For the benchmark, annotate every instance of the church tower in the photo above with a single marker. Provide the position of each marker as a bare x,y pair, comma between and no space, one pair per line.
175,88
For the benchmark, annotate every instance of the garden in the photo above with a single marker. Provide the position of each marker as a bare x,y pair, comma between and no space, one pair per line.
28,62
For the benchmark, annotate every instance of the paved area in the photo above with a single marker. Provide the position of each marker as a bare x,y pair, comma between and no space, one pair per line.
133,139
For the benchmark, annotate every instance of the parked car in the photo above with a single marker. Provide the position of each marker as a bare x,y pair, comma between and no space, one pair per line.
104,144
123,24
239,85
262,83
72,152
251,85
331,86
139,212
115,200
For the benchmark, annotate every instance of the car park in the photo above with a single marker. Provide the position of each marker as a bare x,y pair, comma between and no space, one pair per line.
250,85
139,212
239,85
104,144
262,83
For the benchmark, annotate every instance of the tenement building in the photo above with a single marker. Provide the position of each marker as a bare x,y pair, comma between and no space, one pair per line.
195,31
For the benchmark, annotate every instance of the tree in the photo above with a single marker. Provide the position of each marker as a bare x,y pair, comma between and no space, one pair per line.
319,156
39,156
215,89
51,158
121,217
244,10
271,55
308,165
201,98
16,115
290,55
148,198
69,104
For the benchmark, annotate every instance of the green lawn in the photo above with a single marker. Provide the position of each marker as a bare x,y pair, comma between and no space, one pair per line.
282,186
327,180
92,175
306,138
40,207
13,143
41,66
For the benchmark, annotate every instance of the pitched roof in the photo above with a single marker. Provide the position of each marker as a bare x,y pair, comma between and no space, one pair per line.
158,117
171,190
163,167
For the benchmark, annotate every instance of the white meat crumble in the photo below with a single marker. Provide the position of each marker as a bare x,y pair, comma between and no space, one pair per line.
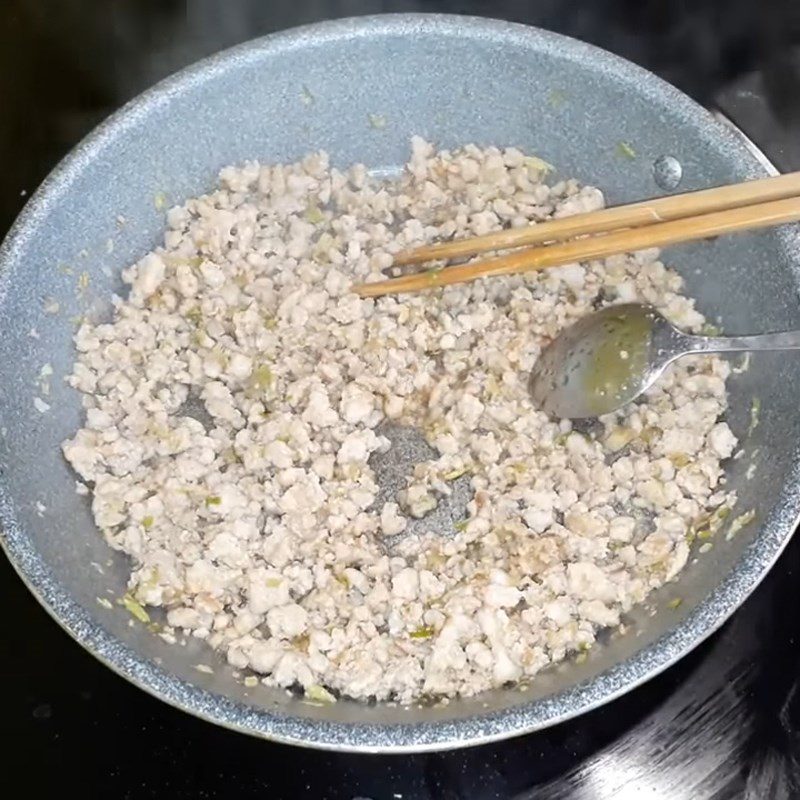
237,402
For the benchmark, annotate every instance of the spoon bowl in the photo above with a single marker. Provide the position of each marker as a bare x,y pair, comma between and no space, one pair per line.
608,359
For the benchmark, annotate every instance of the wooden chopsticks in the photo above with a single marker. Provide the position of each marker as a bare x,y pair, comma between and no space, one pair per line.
652,223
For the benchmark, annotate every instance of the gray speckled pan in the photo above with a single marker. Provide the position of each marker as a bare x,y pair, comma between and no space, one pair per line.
454,80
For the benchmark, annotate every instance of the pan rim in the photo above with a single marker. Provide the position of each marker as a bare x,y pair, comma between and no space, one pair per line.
526,717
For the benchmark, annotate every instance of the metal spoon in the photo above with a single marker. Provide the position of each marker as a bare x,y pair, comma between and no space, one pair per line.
608,358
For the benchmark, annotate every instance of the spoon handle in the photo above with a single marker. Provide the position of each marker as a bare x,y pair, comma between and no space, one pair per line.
785,340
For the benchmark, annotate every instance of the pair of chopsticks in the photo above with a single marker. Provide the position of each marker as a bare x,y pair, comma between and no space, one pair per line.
651,223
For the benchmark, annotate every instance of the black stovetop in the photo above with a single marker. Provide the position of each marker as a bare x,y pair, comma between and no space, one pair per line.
724,723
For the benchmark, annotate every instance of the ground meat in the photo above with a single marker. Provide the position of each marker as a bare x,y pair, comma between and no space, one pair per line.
236,401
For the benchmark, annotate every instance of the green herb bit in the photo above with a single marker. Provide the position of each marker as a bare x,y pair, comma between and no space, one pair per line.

· · · ·

YOUR OBJECTIVE
Please put the lines into a Markdown table with the columns Row and Line, starting at the line that contains "For the benchmark, annotate every instance of the ground" and ending at the end of the records. Number each row and leave out blank lines.

SOLUTION FOR THIS EXERCISE
| Row | Line |
|---|---|
| 1 | For the benchmark, annotate every instance of the ground meat in the photo above with a single marker. Provide the position of each marker as a bare x,y pair, comma between and no space, one pair per line. |
| 2 | 236,401 |
| 3 | For the benchmark, annotate every instance of the green herb bit in the photo above with a single marker. Provide the position of each marker as a bare x,y pair, comma between and no space, one pair per line. |